::: Data to examine

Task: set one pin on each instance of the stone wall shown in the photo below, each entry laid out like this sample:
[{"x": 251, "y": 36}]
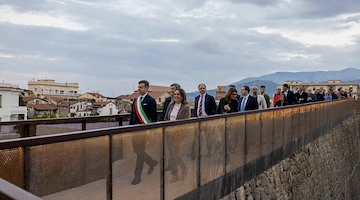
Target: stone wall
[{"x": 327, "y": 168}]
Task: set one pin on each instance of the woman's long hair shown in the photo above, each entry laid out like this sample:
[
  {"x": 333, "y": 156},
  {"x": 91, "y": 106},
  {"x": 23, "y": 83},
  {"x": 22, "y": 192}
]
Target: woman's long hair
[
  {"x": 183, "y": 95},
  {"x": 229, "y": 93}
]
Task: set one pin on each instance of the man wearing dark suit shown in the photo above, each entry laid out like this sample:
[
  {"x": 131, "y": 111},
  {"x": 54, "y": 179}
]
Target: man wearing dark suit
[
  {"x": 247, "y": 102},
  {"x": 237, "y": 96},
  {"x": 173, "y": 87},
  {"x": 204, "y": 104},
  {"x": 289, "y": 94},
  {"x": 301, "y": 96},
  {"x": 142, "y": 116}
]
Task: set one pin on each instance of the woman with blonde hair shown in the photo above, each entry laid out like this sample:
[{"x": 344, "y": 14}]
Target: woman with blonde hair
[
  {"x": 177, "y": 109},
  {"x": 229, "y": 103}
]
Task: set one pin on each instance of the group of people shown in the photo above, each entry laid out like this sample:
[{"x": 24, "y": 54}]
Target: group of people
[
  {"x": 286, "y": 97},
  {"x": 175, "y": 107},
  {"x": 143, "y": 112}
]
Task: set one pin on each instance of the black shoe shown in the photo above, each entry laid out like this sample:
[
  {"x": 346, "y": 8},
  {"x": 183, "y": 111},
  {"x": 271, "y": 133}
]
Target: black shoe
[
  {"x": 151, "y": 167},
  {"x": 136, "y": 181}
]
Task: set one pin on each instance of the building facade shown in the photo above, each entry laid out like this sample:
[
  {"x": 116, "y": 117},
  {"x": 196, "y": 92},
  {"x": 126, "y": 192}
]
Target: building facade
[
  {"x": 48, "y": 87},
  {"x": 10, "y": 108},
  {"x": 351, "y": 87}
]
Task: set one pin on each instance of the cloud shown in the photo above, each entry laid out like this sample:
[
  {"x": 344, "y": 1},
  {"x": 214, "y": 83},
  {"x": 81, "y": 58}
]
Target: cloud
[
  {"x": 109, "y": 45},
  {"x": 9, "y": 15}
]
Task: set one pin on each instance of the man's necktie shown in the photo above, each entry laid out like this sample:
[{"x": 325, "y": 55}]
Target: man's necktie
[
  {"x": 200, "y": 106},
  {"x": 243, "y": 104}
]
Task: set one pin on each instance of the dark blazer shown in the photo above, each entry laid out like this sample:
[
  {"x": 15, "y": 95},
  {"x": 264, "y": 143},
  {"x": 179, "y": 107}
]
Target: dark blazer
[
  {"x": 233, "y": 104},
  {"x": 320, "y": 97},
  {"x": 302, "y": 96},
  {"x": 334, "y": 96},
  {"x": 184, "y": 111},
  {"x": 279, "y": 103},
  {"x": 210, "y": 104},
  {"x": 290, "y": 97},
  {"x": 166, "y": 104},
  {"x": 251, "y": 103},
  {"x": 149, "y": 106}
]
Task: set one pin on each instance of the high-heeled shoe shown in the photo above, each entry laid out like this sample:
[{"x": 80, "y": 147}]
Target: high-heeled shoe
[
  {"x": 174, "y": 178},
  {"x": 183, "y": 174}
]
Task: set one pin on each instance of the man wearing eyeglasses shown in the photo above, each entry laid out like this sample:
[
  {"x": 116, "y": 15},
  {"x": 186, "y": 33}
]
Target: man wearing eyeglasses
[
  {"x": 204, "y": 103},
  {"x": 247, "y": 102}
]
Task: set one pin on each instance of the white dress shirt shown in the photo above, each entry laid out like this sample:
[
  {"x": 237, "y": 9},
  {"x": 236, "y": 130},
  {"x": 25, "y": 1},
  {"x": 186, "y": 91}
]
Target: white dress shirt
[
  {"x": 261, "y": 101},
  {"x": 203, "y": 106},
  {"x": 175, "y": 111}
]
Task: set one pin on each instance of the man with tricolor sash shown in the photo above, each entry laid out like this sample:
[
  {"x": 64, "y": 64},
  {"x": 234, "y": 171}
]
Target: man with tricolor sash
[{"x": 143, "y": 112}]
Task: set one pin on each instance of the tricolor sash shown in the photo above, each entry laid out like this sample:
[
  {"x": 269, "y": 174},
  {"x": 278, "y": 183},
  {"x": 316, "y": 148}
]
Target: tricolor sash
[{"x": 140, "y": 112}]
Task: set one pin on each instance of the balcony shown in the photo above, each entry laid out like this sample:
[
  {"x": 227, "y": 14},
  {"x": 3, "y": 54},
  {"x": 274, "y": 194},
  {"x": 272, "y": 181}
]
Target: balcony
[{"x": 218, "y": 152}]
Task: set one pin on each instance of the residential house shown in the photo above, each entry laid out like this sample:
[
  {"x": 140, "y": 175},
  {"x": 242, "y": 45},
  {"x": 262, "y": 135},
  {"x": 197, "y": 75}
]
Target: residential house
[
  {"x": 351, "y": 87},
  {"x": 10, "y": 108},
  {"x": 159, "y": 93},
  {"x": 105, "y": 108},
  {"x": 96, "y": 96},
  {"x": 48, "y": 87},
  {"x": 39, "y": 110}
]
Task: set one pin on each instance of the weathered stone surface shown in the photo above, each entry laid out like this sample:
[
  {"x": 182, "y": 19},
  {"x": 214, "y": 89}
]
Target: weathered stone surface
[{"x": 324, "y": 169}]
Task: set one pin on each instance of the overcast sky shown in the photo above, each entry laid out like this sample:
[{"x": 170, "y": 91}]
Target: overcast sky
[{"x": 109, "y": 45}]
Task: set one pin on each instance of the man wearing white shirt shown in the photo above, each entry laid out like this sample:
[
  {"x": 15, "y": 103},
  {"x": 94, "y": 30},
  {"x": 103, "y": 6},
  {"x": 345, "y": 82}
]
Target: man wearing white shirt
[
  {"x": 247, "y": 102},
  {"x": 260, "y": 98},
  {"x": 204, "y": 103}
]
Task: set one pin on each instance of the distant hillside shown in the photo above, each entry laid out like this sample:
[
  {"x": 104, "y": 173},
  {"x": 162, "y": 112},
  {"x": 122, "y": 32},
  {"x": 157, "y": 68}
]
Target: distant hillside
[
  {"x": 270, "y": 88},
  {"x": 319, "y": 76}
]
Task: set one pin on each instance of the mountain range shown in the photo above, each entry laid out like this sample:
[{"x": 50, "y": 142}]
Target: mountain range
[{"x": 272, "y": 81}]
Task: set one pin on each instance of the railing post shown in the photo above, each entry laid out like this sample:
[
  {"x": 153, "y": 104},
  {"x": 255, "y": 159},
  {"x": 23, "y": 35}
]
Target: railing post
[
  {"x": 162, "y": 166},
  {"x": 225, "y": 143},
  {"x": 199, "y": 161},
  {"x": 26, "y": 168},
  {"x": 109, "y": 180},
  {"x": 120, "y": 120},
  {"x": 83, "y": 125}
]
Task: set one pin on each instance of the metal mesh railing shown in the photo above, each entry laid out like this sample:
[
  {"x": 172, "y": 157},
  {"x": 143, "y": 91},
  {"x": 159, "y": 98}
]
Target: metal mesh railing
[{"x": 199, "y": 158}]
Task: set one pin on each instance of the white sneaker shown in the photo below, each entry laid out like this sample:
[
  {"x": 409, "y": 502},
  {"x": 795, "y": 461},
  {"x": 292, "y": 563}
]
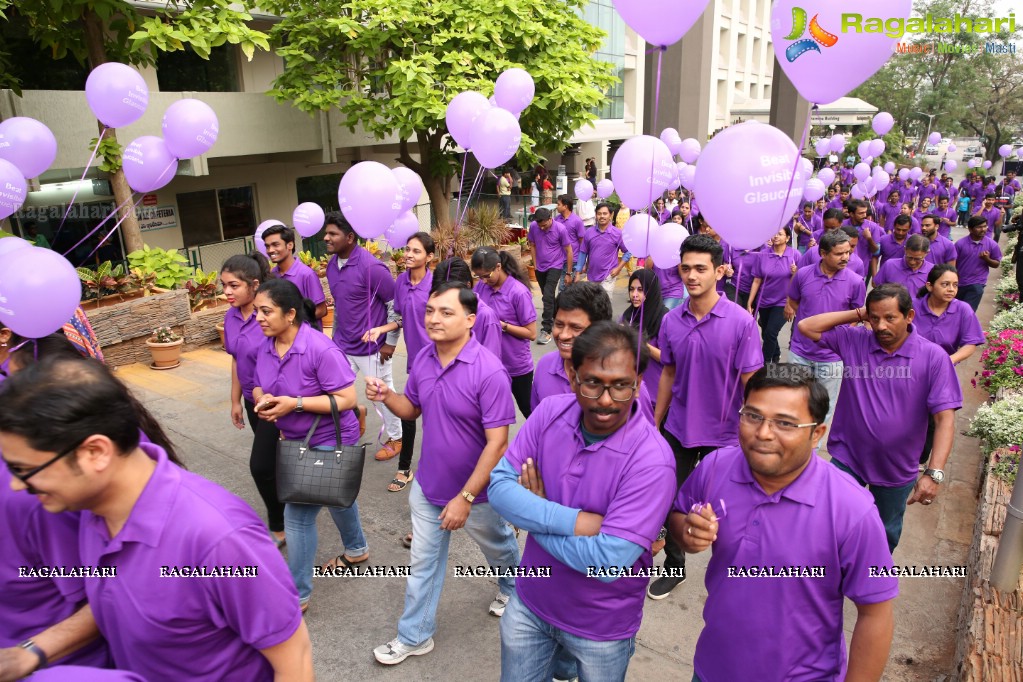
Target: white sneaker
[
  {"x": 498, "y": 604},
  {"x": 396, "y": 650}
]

::::::
::: Data to examine

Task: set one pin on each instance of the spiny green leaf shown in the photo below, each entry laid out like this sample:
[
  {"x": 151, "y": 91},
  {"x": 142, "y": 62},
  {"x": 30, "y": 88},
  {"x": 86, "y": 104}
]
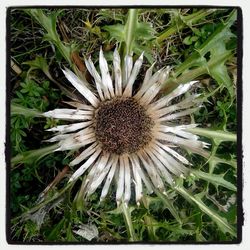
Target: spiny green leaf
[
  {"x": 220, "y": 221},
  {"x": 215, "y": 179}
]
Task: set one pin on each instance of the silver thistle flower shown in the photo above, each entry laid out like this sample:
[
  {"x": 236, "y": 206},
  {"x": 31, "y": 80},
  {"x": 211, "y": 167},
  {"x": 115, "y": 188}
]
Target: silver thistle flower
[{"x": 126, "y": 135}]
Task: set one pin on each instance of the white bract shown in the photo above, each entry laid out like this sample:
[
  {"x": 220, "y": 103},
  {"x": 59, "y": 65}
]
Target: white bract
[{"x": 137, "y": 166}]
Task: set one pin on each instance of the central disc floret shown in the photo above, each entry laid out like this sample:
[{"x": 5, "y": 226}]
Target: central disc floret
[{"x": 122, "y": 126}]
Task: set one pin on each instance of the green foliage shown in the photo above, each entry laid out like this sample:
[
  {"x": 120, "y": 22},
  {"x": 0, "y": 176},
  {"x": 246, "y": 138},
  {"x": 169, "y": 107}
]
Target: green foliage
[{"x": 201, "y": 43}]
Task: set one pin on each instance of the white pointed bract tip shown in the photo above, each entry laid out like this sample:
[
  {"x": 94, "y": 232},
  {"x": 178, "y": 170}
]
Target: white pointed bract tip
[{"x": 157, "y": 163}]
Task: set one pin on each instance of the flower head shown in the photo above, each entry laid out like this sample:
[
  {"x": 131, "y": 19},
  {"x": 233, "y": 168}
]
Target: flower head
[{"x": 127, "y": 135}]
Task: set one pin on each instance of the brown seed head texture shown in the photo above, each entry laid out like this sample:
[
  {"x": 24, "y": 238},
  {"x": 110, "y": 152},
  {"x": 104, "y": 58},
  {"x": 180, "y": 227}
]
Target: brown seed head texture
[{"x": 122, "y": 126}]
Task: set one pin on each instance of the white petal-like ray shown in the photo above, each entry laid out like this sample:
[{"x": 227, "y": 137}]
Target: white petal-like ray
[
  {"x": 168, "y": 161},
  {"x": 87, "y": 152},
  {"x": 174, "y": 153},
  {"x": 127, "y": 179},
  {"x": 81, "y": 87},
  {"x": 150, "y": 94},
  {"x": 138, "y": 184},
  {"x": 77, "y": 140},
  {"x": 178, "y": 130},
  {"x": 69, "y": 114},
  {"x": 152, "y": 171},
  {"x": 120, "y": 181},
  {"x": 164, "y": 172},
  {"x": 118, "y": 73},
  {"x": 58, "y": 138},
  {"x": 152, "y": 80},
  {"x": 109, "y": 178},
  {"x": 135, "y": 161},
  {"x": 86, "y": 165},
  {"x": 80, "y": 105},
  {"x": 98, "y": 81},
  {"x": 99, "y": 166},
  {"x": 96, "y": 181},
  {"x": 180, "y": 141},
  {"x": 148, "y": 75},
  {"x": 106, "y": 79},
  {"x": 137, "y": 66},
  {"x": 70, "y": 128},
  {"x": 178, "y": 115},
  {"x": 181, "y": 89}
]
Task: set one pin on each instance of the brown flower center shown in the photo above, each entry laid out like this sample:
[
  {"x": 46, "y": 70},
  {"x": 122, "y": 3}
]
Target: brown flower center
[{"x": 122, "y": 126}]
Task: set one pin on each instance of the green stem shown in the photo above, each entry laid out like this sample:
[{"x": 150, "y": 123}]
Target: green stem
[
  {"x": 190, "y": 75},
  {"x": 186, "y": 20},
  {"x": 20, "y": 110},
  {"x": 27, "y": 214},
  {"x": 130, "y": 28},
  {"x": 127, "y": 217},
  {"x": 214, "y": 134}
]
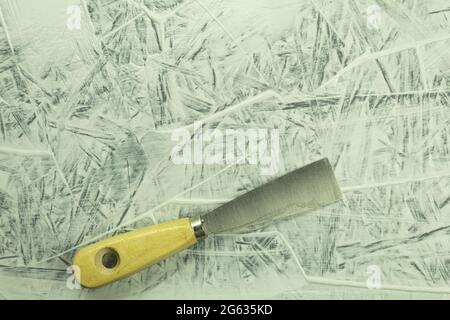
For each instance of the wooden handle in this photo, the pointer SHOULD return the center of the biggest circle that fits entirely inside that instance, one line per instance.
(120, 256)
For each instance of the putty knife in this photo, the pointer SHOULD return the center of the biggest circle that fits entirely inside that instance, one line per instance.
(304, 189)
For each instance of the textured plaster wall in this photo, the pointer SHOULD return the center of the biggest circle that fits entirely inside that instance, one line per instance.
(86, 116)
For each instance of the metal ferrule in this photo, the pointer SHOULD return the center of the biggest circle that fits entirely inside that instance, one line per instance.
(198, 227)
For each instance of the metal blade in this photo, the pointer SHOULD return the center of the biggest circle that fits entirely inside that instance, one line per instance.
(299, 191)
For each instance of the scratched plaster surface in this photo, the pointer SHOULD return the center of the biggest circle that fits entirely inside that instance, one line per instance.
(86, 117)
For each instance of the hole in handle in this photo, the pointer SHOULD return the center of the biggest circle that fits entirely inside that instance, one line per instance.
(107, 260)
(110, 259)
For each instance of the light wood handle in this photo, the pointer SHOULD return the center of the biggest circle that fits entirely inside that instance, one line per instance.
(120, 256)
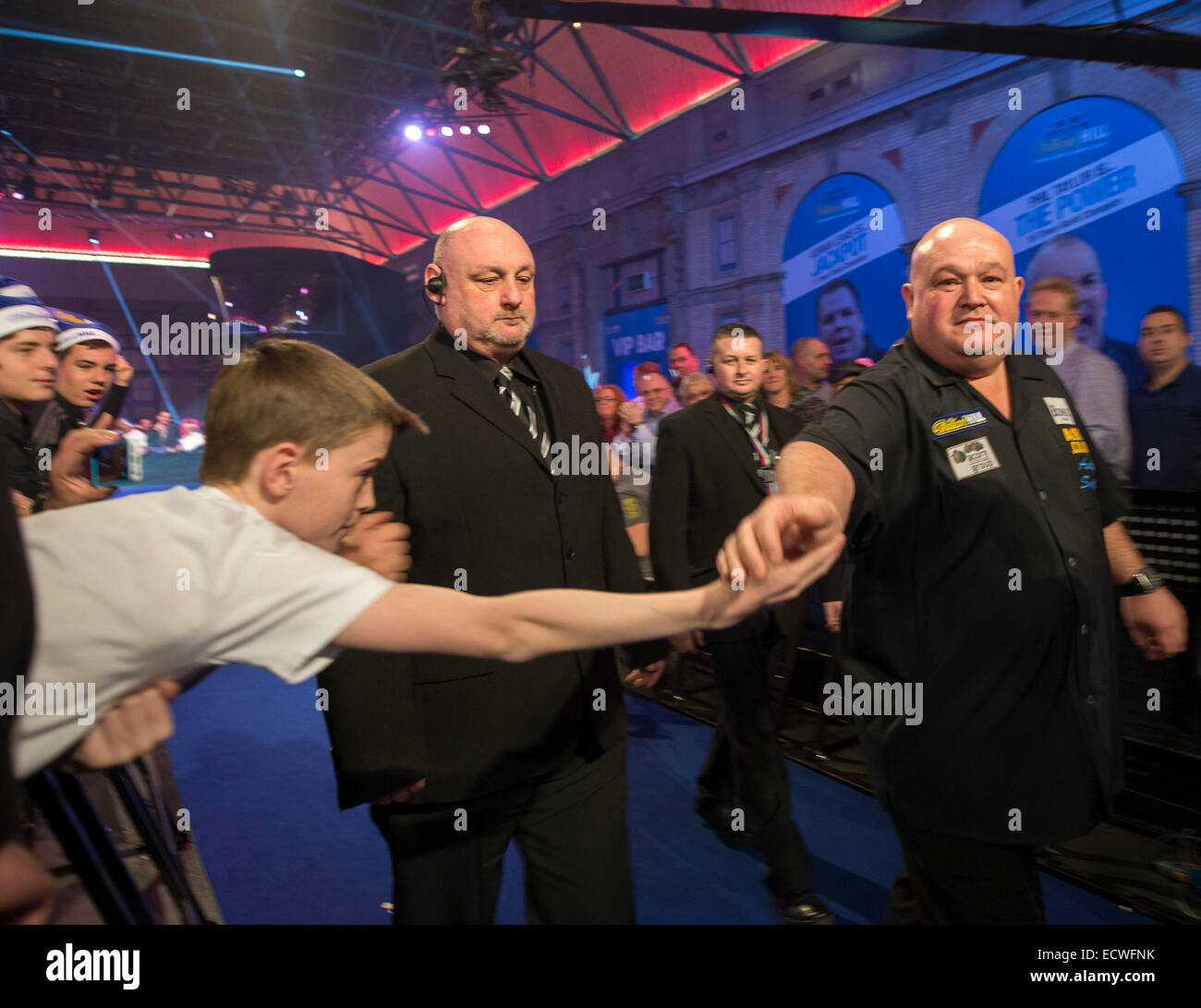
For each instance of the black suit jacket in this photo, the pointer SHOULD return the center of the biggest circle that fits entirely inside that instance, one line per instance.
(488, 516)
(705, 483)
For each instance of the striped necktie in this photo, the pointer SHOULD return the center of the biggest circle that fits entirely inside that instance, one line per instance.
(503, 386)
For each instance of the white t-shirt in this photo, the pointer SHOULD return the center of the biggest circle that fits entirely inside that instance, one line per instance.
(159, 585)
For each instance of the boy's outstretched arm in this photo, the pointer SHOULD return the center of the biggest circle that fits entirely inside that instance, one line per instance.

::::::

Only the number is wanted: how many lines in the data include the word "below"?

3